_Exercise inputs:_
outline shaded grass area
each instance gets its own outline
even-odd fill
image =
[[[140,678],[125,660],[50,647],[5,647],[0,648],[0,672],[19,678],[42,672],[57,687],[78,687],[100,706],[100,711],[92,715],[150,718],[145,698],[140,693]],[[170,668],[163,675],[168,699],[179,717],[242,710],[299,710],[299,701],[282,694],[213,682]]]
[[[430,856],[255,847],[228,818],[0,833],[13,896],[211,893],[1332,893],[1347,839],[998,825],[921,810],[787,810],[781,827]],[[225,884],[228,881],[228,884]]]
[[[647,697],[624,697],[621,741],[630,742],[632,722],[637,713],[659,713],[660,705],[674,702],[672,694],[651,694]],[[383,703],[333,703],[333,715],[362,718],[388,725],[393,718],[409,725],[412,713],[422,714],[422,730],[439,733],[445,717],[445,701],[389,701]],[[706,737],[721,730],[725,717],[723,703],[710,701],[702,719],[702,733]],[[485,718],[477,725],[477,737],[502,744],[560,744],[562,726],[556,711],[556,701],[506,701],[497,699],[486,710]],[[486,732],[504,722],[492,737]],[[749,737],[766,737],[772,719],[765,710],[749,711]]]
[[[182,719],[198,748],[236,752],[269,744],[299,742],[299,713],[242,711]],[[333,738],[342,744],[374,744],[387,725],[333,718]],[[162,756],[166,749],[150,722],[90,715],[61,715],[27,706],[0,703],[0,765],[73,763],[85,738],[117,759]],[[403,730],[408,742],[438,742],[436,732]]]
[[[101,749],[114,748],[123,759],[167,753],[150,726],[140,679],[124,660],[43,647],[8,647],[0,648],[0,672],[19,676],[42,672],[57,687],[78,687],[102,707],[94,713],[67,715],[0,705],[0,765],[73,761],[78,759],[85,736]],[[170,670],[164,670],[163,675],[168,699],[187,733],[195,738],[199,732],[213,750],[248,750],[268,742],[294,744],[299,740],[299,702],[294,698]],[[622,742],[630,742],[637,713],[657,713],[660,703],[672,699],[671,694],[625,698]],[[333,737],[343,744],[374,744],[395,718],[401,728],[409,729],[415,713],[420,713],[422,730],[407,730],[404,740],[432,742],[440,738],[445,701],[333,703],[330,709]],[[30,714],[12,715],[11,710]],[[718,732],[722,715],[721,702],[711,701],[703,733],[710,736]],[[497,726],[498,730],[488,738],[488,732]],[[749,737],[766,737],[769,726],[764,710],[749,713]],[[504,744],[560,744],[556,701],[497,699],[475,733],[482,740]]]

_Directions for this task:_
Copy out each line of the records above that contains the string "outline". Matching is case-sensitive.

_Response:_
outline shaded grass area
each instance gets its own outline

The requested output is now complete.